Prick the sausages at 1/2-inch intervals. Heat the oil in a 4-quart pot over medium-low heat. Add the sausages and slowly brown them on all sides for about 10 minutes; remove to a plate.

2

Cut the pancetta into large dice. Add the pancetta, onion, garlic, pepper flakes, sage and rosemary and cook until tender, 15 minutes. Add the tomato paste, wine and beef broth and cook for 5 minutes. Add the chopped tomatoes and cook for 5 minutes more. Return the sausages and any remaining juices to the pot and simmer for 10 minutes.

3

Remove the pot from the heat and transfer the sausages to a cutting board. Slice them lengthwise, then cut crosswise into half-moons. Return the sausages to the pot, along with any juices left on the cutting board. Add the parsley and set aside.

4

Heat the oven to 350 degrees. Layer one-half cup of polenta, one-fourth of the ragu and one-third of the mozzarella in a 9-inch square baking dish. Sprinkle with a third of the Parmigiano. Repeat for 2 more layers, then top with the remaining ragu. Bake for 1 hour, 15 minutes. Let cool slightly, then cut into 6 servings.

Make the polenta first. Paul Bertolli prefers freshly milled polenta; he gives a source and recipe in his book “Cooking by Hand.” But any polenta may be used.

> **Records supplied**:

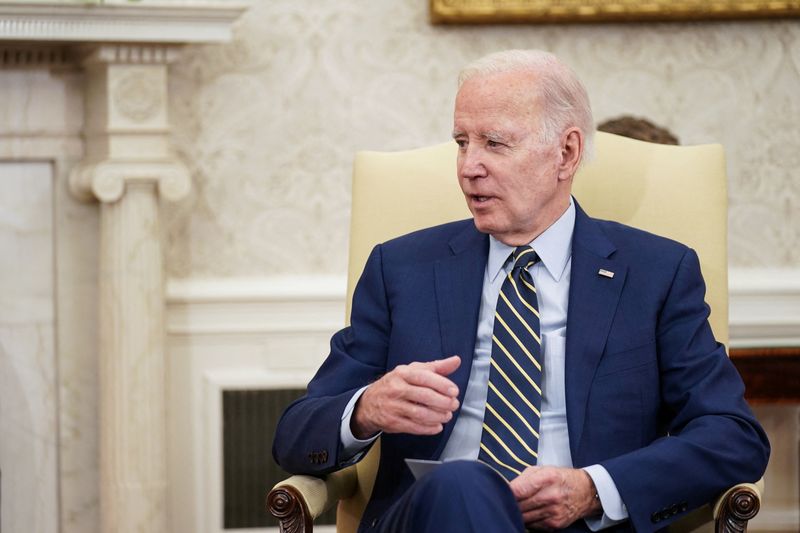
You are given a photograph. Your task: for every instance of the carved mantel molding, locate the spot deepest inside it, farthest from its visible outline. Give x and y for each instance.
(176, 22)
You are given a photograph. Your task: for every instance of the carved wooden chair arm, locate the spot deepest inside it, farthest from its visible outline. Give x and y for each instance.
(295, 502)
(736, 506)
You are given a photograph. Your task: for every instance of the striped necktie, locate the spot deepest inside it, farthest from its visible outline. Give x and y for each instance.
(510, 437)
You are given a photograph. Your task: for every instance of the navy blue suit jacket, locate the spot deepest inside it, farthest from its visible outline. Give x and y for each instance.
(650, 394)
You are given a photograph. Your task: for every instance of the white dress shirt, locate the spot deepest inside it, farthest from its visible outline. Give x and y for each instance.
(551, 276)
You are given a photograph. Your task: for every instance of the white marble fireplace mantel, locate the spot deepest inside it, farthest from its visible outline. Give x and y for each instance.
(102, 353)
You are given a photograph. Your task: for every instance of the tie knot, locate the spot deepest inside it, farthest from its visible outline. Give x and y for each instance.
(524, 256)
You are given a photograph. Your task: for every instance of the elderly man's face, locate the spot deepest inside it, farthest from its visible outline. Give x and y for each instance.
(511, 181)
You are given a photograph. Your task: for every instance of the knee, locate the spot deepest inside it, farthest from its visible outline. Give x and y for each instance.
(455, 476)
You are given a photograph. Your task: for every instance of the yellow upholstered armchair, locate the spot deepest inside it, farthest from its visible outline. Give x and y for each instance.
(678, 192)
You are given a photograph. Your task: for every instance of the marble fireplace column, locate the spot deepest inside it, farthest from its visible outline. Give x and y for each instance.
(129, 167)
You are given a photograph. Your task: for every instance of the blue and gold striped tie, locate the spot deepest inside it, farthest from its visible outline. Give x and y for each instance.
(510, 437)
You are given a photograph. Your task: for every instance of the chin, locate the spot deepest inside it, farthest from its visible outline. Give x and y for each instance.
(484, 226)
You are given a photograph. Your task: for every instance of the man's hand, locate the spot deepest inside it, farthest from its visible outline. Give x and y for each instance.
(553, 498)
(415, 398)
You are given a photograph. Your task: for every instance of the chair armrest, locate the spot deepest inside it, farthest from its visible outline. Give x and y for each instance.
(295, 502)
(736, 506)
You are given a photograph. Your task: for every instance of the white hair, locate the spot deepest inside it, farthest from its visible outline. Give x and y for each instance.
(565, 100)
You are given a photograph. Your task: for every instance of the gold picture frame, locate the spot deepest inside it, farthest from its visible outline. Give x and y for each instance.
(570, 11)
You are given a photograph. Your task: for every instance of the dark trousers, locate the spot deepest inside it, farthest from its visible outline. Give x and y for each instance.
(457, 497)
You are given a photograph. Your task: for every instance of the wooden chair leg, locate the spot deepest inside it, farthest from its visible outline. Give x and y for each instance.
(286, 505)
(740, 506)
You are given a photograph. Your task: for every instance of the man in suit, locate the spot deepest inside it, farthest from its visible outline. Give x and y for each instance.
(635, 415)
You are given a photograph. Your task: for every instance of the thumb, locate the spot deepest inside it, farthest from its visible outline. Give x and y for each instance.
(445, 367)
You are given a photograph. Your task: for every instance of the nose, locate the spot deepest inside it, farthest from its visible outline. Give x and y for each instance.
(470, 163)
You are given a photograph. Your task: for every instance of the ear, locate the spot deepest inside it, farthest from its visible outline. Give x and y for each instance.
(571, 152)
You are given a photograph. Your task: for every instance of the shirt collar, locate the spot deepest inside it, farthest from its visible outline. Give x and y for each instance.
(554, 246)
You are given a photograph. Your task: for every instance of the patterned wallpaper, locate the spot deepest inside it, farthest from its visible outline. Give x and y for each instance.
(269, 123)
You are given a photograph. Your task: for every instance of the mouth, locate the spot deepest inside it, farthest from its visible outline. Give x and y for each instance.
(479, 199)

> **Aim**: Quote the recipe word for word, from "Heat the oven" up to and including "into 6 servings.".

> **The completed task**:
Heat the oven to 350 degrees. Layer one-half cup of polenta, one-fourth of the ragu and one-third of the mozzarella in a 9-inch square baking dish. Sprinkle with a third of the Parmigiano. Repeat for 2 more layers, then top with the remaining ragu. Bake for 1 hour, 15 minutes. Let cool slightly, then cut into 6 servings.